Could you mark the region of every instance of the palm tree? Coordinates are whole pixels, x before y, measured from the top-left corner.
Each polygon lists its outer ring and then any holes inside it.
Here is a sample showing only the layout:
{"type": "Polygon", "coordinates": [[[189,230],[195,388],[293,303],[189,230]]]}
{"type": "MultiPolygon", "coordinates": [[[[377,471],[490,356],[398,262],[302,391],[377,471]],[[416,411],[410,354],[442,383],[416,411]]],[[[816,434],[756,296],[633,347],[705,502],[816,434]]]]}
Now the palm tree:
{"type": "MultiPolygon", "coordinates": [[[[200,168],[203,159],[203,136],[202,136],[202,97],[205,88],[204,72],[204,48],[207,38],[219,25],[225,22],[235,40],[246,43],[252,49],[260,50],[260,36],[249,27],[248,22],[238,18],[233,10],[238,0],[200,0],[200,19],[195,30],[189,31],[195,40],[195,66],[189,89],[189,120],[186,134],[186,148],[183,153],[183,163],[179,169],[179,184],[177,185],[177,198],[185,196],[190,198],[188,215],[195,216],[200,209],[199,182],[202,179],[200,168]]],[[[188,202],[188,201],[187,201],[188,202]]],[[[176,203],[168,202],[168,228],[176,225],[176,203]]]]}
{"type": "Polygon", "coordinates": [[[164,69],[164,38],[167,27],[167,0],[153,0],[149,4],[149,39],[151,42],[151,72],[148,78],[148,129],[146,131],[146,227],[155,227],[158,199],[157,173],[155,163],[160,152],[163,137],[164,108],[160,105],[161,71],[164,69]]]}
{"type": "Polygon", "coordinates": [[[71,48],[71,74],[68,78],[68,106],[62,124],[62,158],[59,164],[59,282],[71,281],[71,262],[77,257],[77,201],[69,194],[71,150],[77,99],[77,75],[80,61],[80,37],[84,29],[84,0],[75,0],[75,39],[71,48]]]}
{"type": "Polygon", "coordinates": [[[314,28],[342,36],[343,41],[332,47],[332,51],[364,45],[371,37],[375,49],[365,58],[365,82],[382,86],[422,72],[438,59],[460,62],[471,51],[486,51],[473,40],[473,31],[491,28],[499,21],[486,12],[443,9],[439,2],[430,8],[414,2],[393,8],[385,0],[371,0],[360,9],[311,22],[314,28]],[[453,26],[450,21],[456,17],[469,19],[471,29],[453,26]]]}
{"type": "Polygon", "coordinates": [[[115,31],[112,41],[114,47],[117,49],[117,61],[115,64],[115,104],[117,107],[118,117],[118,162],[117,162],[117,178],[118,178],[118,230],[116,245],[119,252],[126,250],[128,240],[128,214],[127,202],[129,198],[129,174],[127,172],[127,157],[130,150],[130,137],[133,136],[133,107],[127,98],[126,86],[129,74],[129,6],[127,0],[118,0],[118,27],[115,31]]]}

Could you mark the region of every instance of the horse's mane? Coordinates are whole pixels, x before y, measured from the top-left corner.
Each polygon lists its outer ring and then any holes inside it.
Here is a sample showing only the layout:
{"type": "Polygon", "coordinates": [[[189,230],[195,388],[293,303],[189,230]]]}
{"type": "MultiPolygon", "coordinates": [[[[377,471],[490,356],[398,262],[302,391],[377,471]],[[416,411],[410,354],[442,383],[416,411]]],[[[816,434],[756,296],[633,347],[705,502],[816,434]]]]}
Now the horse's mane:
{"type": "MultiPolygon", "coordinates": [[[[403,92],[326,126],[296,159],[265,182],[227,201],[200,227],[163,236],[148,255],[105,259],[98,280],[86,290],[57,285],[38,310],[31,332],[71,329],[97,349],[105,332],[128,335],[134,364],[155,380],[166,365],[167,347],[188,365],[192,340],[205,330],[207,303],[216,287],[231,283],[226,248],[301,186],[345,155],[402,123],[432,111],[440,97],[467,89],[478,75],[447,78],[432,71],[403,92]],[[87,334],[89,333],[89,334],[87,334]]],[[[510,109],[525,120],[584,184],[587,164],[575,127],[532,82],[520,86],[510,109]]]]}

————

> AIM
Reproduce every line of the items above, character for character, with nothing added, dropped or changed.

> RESULT FOR THIS TASK
Could you mark the region of every instance of the palm tree? Coordinates are whole pixels, x before y, measured from the top-left corner.
Each polygon lists its outer ring and then any holes inside it.
Here is a sample showing only the layout:
{"type": "Polygon", "coordinates": [[[189,230],[195,388],[293,303],[189,230]]]}
{"type": "MultiPolygon", "coordinates": [[[[377,471],[490,356],[398,262],[302,391],[377,471]],[[416,411],[410,354],[442,383],[416,411]]],[[[816,434],[756,296],[633,347],[705,502],[816,434]]]]}
Now the palm tree:
{"type": "MultiPolygon", "coordinates": [[[[200,168],[203,159],[203,136],[202,136],[202,97],[205,88],[204,72],[204,48],[207,38],[219,25],[225,22],[235,40],[246,43],[252,49],[260,50],[260,36],[249,27],[248,22],[238,18],[233,10],[238,0],[200,0],[200,19],[195,30],[189,31],[195,40],[195,66],[189,89],[189,120],[186,134],[186,148],[183,153],[183,163],[179,169],[179,184],[177,185],[177,198],[185,196],[190,198],[188,215],[195,216],[200,209],[199,182],[202,179],[200,168]]],[[[188,202],[188,201],[187,201],[188,202]]],[[[176,203],[168,202],[168,228],[176,225],[176,203]]]]}
{"type": "Polygon", "coordinates": [[[164,69],[164,38],[167,27],[167,0],[153,0],[149,4],[149,39],[151,42],[151,72],[148,78],[148,129],[146,131],[146,227],[155,227],[158,199],[157,173],[155,163],[160,152],[163,137],[164,108],[160,105],[161,71],[164,69]]]}
{"type": "Polygon", "coordinates": [[[71,48],[71,74],[68,78],[68,106],[62,124],[62,158],[59,164],[59,282],[71,281],[71,262],[77,257],[77,201],[69,194],[71,150],[77,99],[77,75],[80,61],[80,37],[84,29],[84,0],[75,0],[75,39],[71,48]]]}
{"type": "Polygon", "coordinates": [[[314,28],[342,36],[343,41],[332,47],[332,51],[364,45],[371,37],[375,49],[365,58],[365,82],[382,86],[422,72],[438,59],[460,62],[471,51],[486,51],[473,40],[473,31],[491,28],[499,21],[486,12],[443,9],[439,2],[430,8],[414,2],[393,8],[385,0],[371,0],[360,9],[311,22],[314,28]],[[453,26],[450,21],[456,17],[469,19],[471,29],[453,26]]]}
{"type": "Polygon", "coordinates": [[[115,31],[112,41],[114,47],[117,49],[117,61],[115,64],[115,104],[117,107],[118,117],[118,162],[117,162],[117,178],[118,178],[118,230],[116,245],[119,252],[126,250],[128,240],[128,214],[127,202],[129,198],[129,174],[127,172],[127,157],[130,150],[130,137],[133,136],[133,107],[127,98],[126,86],[129,74],[129,6],[127,0],[118,0],[118,27],[115,31]]]}

Could you mark the region of every instance of the horse's mane? Coordinates are whole pixels, x before y, measured from the top-left corner.
Each polygon lists its outer ring and then any holes inside it.
Here is a sample showing only the layout:
{"type": "Polygon", "coordinates": [[[189,230],[195,388],[293,303],[189,230]]]}
{"type": "MultiPolygon", "coordinates": [[[[377,471],[490,356],[398,262],[302,391],[377,471]],[[416,411],[410,354],[442,383],[416,411]]],[[[816,434],[756,296],[633,347],[705,502],[816,434]]]]}
Now the horse's mane:
{"type": "MultiPolygon", "coordinates": [[[[403,92],[326,126],[296,159],[265,182],[227,201],[200,227],[163,236],[148,255],[105,259],[98,280],[86,290],[57,285],[38,310],[31,332],[71,329],[97,349],[105,332],[128,335],[134,364],[155,380],[166,365],[167,347],[188,365],[192,340],[205,330],[207,303],[216,287],[231,283],[226,248],[301,186],[345,155],[402,123],[432,111],[440,97],[467,89],[478,75],[447,78],[432,71],[403,92]],[[87,334],[89,333],[89,334],[87,334]]],[[[510,109],[525,120],[584,184],[587,164],[575,127],[532,82],[520,86],[510,109]]]]}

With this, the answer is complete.